Modern Kölelik

Geçmişten günümüze bakıldığında, toplumlardaki sınıf yapısının oluşmasının altında yatan nedenin artan üretim miktarlarının olduğu görülmektedir. Önceleri kendi ihtiyaçlarını karşılayacak kadar üreten ilkel toplumlar, zamanla tükettiklerinden fazla üretmeye başladıklarında, Karl Marx’ın artı değer kavramı olarak adlandırdığı olgunun oluşmasına neden olmuşlardır. Bu da zamanla toplum yapısının değişmesine ve günümüze kadar birçok evrimden geçmesine neden olmuştur. Emile Durkheim’a göre bu aşamalar ilkel toplum olarak adlandırabileceğimiz toplumlar olan klan veya boy aşaması, toprağa ilk olarak yerleşen, yerleşik yaşamı benimseyen aşiret veya kent aşaması, yerleşik yaşamdan sonra kendi içlerinde federe devletler kurmayı başaran derebeylik aşaması ve sonrasında kurulan imparatorluklar ve son olarak da ilerlemiş toplum olarak nitelendirebileceğimiz milli devletler aşamasıdır.

Bütün bu aşamaların kaynağında ve toplumsal sınıfların oluşmasında hiç şüphesiz önceleri azar azar, daha sonraları da hızla artan artı değer kavramı etkili olmuştur. Bu artı değer sonucunda; ürettiğinden çok daha fazlasını istemeye başlayan, doyumsuz bir iştaha sahip olan ve sahip oldukça daha fazlasını isteyen insan profili ortaya çıkmıştır. Bu da önceleri Eski Roma’da dölünden başka verecek hiçbir şeyi olmayan olarak tanımlanan, Karl Marx’la birlikte ise emeğinden başka verecek bir şeyi olmayan veya zincirlerinden başka kaybedecek bir şeyi olmayan proleterya sınıfının ve proleteryanın emeğini harcadığı toprağın veya üretim aracının sahibi olduğu burjuva sınıfının ortaya çıkmasına neden olmuştur.

Gelişen bu aşamalarla birlikte geçmişte ve günümüzde birileri proleterya olmaya birileri de burjuva olmaya devam etmiştir ve daha da devam edecektir. Eskiden hayvan veya herhangi bir nesne gibi pazarlarda satılan köleler yerlerini daha modern köleler olarak adlandırabileceğimiz kişilere bırakmışlardır.

▸ Alıntılanan veriler:
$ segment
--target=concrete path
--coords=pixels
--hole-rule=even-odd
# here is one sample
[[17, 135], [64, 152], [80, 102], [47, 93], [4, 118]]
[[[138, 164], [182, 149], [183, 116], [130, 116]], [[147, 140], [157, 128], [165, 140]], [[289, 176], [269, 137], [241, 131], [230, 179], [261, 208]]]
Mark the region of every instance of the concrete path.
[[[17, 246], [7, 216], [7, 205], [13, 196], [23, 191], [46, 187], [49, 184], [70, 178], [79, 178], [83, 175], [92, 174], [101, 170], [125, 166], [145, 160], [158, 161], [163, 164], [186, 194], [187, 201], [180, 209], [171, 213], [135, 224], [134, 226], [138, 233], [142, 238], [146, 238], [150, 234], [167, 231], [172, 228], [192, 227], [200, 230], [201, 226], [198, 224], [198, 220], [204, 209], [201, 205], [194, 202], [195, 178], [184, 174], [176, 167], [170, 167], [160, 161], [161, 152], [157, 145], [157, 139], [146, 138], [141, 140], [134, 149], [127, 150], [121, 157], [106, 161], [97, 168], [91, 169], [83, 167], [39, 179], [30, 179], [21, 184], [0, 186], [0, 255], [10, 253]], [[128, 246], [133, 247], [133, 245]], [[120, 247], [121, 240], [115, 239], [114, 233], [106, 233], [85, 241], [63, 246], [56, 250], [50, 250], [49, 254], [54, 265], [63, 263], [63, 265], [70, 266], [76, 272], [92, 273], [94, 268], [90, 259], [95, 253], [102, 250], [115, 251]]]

▸ Verilen görev: Modern kölelik üzerine metindeki "Geçmişten günümüze bakıldığında, toplumlardaki" ifadesinden başlayıp "milli devletler aşamasıdır." ifadesine kadar (bu ifade de dahil) olan kısmı harfi harfine tekrarlayın. Yalnızca metinde yer alanlara dayanın.

▸ Yanıt:
Geçmişten günümüze bakıldığında, toplumlardaki sınıf yapısının oluşmasının altında yatan nedenin artan üretim miktarlarının olduğu görülmektedir. Önceleri kendi ihtiyaçlarını karşılayacak kadar üreten ilkel toplumlar, zamanla tükettiklerinden fazla üretmeye başladıklarında, Karl Marx’ın artı değer kavramı olarak adlandırdığı olgunun oluşmasına neden olmuşlardır. Bu da zamanla toplum yapısının değişmesine ve günümüze kadar birçok evrimden geçmesine neden olmuştur. Emile Durkheim’a göre bu aşamalar ilkel toplum olarak adlandırabileceğimiz toplumlar olan klan veya boy aşaması, toprağa ilk olarak yerleşen, yerleşik yaşamı benimseyen aşiret veya kent aşaması, yerleşik yaşamdan sonra kendi içlerinde federe devletler kurmayı başaran derebeylik aşaması ve sonrasında kurulan imparatorluklar ve son olarak da ilerlemiş toplum olarak nitelendirebileceğimiz milli devletler aşamasıdır.